### WHAT THE TASK REQUIRES
Below are records to transcribe exactly, without their pictures.

### DATA SECTION
▼
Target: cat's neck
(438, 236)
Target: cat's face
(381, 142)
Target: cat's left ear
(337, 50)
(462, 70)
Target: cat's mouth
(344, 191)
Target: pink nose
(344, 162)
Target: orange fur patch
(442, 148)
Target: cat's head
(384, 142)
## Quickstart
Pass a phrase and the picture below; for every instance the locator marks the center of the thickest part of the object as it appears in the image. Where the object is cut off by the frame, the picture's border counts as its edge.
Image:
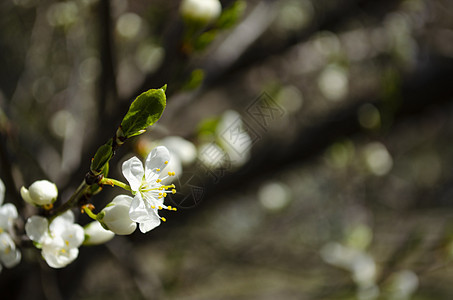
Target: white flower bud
(200, 11)
(95, 234)
(41, 192)
(115, 216)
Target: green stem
(113, 182)
(90, 213)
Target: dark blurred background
(342, 188)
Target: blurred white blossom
(95, 234)
(9, 255)
(59, 241)
(115, 216)
(200, 11)
(41, 192)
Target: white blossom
(9, 255)
(41, 192)
(115, 216)
(146, 185)
(59, 241)
(95, 234)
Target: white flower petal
(138, 211)
(150, 224)
(74, 236)
(26, 195)
(2, 192)
(8, 213)
(156, 160)
(116, 216)
(12, 259)
(61, 223)
(122, 199)
(9, 255)
(134, 172)
(41, 192)
(36, 228)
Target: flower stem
(113, 182)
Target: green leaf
(144, 111)
(207, 128)
(101, 158)
(195, 80)
(231, 15)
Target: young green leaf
(143, 112)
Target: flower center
(154, 192)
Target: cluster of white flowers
(149, 192)
(59, 238)
(9, 255)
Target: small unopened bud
(40, 193)
(95, 234)
(200, 11)
(115, 216)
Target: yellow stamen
(48, 206)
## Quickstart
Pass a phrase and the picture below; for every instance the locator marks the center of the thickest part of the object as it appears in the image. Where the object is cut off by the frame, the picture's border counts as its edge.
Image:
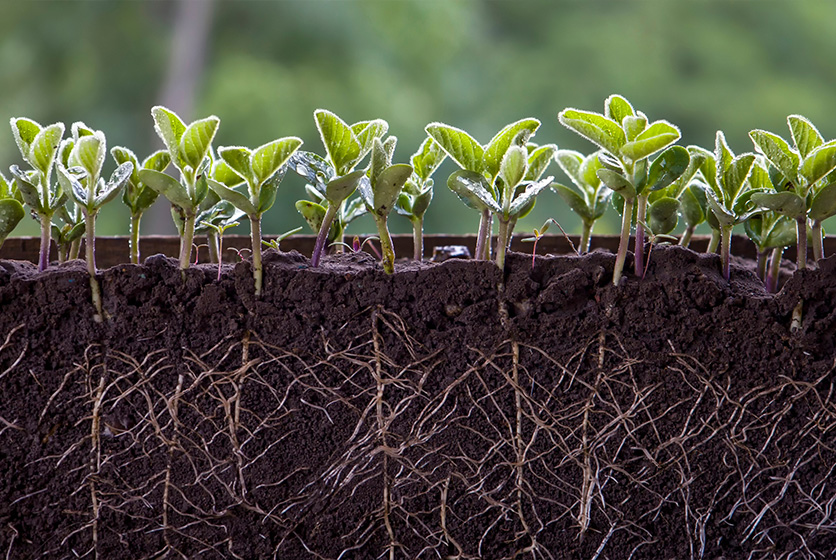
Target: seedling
(39, 148)
(334, 176)
(418, 191)
(589, 197)
(83, 179)
(380, 190)
(188, 147)
(628, 142)
(262, 170)
(138, 196)
(11, 210)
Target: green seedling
(478, 183)
(729, 192)
(334, 177)
(39, 148)
(262, 170)
(90, 191)
(11, 209)
(418, 191)
(138, 196)
(803, 186)
(189, 148)
(628, 140)
(587, 196)
(380, 191)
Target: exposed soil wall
(441, 412)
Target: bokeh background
(264, 66)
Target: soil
(445, 411)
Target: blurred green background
(264, 66)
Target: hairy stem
(330, 214)
(624, 240)
(255, 234)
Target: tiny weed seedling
(334, 177)
(189, 148)
(138, 196)
(262, 169)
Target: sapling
(138, 196)
(11, 210)
(729, 192)
(418, 191)
(334, 176)
(628, 141)
(39, 147)
(188, 147)
(380, 191)
(589, 197)
(90, 191)
(262, 170)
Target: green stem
(255, 233)
(135, 237)
(624, 240)
(386, 248)
(818, 244)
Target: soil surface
(445, 411)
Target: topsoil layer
(441, 412)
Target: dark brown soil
(441, 412)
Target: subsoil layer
(445, 411)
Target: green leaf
(472, 189)
(11, 212)
(819, 163)
(234, 197)
(267, 159)
(313, 213)
(657, 136)
(459, 145)
(24, 131)
(823, 205)
(340, 143)
(805, 136)
(595, 127)
(574, 201)
(662, 215)
(197, 139)
(167, 186)
(785, 203)
(518, 132)
(616, 107)
(617, 183)
(170, 129)
(539, 160)
(667, 168)
(340, 188)
(778, 152)
(44, 147)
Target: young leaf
(459, 145)
(340, 143)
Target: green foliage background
(474, 64)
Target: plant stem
(46, 239)
(90, 249)
(586, 237)
(386, 249)
(135, 237)
(818, 245)
(714, 242)
(641, 216)
(685, 240)
(255, 234)
(624, 240)
(725, 250)
(330, 213)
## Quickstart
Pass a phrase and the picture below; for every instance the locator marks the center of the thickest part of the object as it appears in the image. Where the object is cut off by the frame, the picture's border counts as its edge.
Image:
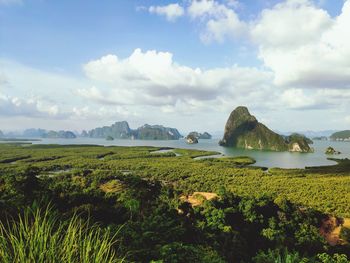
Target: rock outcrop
(191, 139)
(121, 130)
(341, 136)
(202, 136)
(118, 130)
(243, 130)
(331, 151)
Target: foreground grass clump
(38, 236)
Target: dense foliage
(138, 199)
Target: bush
(38, 236)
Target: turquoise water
(263, 158)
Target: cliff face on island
(243, 130)
(118, 130)
(341, 136)
(121, 130)
(59, 135)
(202, 136)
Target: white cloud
(14, 106)
(171, 11)
(297, 40)
(153, 78)
(304, 46)
(10, 2)
(221, 21)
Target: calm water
(263, 158)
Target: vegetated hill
(321, 138)
(198, 135)
(341, 136)
(130, 203)
(59, 135)
(243, 130)
(156, 132)
(121, 130)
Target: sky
(187, 64)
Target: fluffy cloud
(10, 2)
(14, 106)
(304, 46)
(153, 78)
(171, 11)
(221, 21)
(297, 40)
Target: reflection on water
(263, 158)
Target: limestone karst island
(175, 131)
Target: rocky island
(243, 130)
(341, 136)
(330, 151)
(121, 130)
(191, 139)
(202, 136)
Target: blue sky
(55, 56)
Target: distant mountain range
(341, 136)
(122, 130)
(118, 130)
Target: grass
(38, 236)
▲
### SOLUTION TO THIS EXERCISE
Target: cat's neck
(438, 236)
Target: cat's face
(381, 142)
Target: cat's left ear
(337, 50)
(462, 70)
Target: cat's mouth
(344, 191)
Target: pink nose
(344, 162)
Target: orange fur patch
(442, 148)
Target: cat's head
(384, 142)
## Quickstart
Pass a phrase and the picture below; for every instance the locator marks the center of the thickest part of the object as it appears in the image. Where the object is cut off by the frame, the picture's border counts as its edge.
Image:
Target: white flower bud
(200, 11)
(95, 234)
(41, 192)
(115, 216)
Target: green stem
(113, 182)
(90, 213)
Target: dark blurred background
(342, 188)
Target: blurred white blossom
(95, 234)
(9, 255)
(59, 241)
(115, 216)
(200, 11)
(41, 192)
Target: white blossom
(9, 255)
(41, 192)
(115, 216)
(146, 185)
(59, 241)
(95, 234)
Target: white flower petal
(138, 211)
(150, 224)
(74, 236)
(26, 195)
(2, 192)
(8, 213)
(156, 160)
(116, 216)
(12, 259)
(61, 223)
(122, 199)
(9, 255)
(134, 172)
(41, 192)
(36, 228)
Target: flower stem
(113, 182)
Target: green leaf
(144, 111)
(207, 128)
(101, 158)
(195, 80)
(231, 15)
Target: young green leaf
(143, 112)
Target: flower center
(154, 192)
Target: cluster of white flowers
(149, 192)
(59, 238)
(9, 255)
Target: small unopened bud
(40, 193)
(95, 234)
(200, 11)
(115, 216)
Target: yellow stamen
(48, 206)
## Quickstart
Pass a phrase and the picture below; for every instance the locator marks the center of the thickest part of the object as it appears in the image. Where the object is cut off by the frame, the picture's border counts as its edge.
Image:
Target: seedling
(39, 148)
(334, 176)
(418, 191)
(589, 197)
(83, 179)
(380, 190)
(188, 147)
(628, 142)
(262, 170)
(138, 196)
(11, 210)
Target: green seedling
(478, 183)
(729, 192)
(334, 177)
(39, 148)
(262, 170)
(90, 191)
(11, 209)
(418, 191)
(138, 196)
(803, 186)
(189, 148)
(628, 140)
(587, 196)
(380, 191)
Target: exposed soil wall
(441, 412)
Target: bokeh background
(264, 66)
Target: soil
(445, 411)
Target: blurred green background
(264, 66)
Target: hairy stem
(330, 214)
(624, 240)
(255, 234)
Target: tiny weed seedling
(334, 177)
(189, 148)
(138, 196)
(262, 169)
Target: sapling
(138, 196)
(11, 210)
(729, 192)
(418, 191)
(334, 176)
(628, 141)
(39, 147)
(188, 147)
(380, 191)
(589, 197)
(90, 191)
(262, 170)
Target: green stem
(255, 233)
(135, 237)
(624, 240)
(386, 248)
(818, 244)
Target: soil surface
(445, 411)
Target: topsoil layer
(441, 412)
Target: dark brown soil
(441, 412)
Target: subsoil layer
(445, 411)
Target: green leaf
(472, 189)
(11, 212)
(819, 163)
(234, 197)
(267, 159)
(313, 213)
(657, 136)
(459, 145)
(24, 131)
(823, 205)
(340, 143)
(805, 136)
(595, 127)
(574, 201)
(662, 215)
(197, 139)
(167, 186)
(785, 203)
(518, 132)
(616, 107)
(617, 183)
(170, 129)
(539, 160)
(667, 168)
(340, 188)
(778, 152)
(44, 147)
Target: young leaf
(459, 145)
(340, 143)
Target: green foliage background
(474, 64)
Target: plant stem
(46, 239)
(90, 249)
(586, 237)
(386, 249)
(135, 237)
(818, 245)
(714, 242)
(641, 216)
(685, 240)
(255, 234)
(624, 240)
(725, 250)
(330, 213)
## Quickstart
Pass a phrase and the picture below; for every instance the locator marks the center of the thickest part of the object as it appears in the image. Where the object is cut off by the frame, the picture's border counts as its edge.
Image:
Target: rock outcrop
(191, 139)
(121, 130)
(341, 136)
(202, 136)
(118, 130)
(243, 130)
(331, 151)
Target: foreground grass clump
(38, 236)
Target: dense foliage
(138, 199)
Target: bush
(38, 236)
Target: turquoise water
(263, 158)
Target: cliff face on island
(243, 130)
(118, 130)
(341, 136)
(121, 130)
(59, 135)
(202, 136)
Target: white cloud
(14, 106)
(171, 11)
(297, 40)
(153, 78)
(304, 46)
(10, 2)
(221, 21)
Target: calm water
(263, 158)
Target: vegetated hill
(321, 138)
(198, 135)
(341, 136)
(130, 203)
(59, 135)
(243, 130)
(156, 132)
(121, 130)
Target: sky
(187, 64)
Target: fluffy cloud
(10, 2)
(14, 106)
(304, 46)
(153, 78)
(171, 11)
(221, 21)
(297, 40)
Target: reflection on water
(263, 158)
Target: limestone karst island
(175, 131)
Target: rocky island
(243, 130)
(341, 136)
(330, 151)
(121, 130)
(191, 139)
(202, 136)
Target: blue sky
(55, 56)
Target: distant mountain range
(341, 136)
(122, 130)
(118, 130)
Target: grass
(38, 236)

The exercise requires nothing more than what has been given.